▸ **Dataset excerpts**
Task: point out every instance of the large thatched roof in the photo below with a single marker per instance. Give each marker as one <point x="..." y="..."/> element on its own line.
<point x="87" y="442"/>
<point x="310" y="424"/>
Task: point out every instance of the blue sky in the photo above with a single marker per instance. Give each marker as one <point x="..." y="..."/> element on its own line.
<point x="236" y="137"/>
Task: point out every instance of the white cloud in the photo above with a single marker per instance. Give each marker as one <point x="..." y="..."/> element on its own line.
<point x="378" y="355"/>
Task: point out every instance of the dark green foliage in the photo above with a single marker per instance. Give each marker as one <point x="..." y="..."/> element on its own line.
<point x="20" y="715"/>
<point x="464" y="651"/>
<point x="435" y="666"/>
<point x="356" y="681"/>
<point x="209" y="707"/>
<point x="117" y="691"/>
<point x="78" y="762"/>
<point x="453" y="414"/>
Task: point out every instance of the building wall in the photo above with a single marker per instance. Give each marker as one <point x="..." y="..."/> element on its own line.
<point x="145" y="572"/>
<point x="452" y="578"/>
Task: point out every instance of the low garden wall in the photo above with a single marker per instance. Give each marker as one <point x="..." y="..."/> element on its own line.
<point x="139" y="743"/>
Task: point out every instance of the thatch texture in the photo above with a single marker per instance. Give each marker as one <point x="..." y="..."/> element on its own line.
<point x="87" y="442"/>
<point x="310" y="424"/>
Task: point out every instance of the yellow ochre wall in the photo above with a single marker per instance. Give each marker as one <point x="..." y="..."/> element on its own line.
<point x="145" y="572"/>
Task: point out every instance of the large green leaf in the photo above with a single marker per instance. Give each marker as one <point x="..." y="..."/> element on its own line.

▸ **Task instructions**
The lines to write out run from the one with "Task: point out every instance of the low" through the end of the records. Give them exactly, and only them.

▸ **Reply**
Task: point out every instance of the low garden wall in the photo above with a single marker per instance. Give each marker as one <point x="..." y="..."/> element on its own line.
<point x="139" y="743"/>
Task: point out every instance of the thatch texture in the photo above with a single marker per instance. Give each marker as one <point x="..." y="..."/> element on its own line.
<point x="87" y="442"/>
<point x="310" y="424"/>
Task: point out every instance of the yellow ochre wall in the photo above with a single marker per instance. Give each marker as one <point x="..." y="..."/> element on its own line.
<point x="145" y="572"/>
Task: point out every instance of the large green leaf in the photo above with a single marker per instance. Give each marker as one <point x="..." y="..."/> element on its own line.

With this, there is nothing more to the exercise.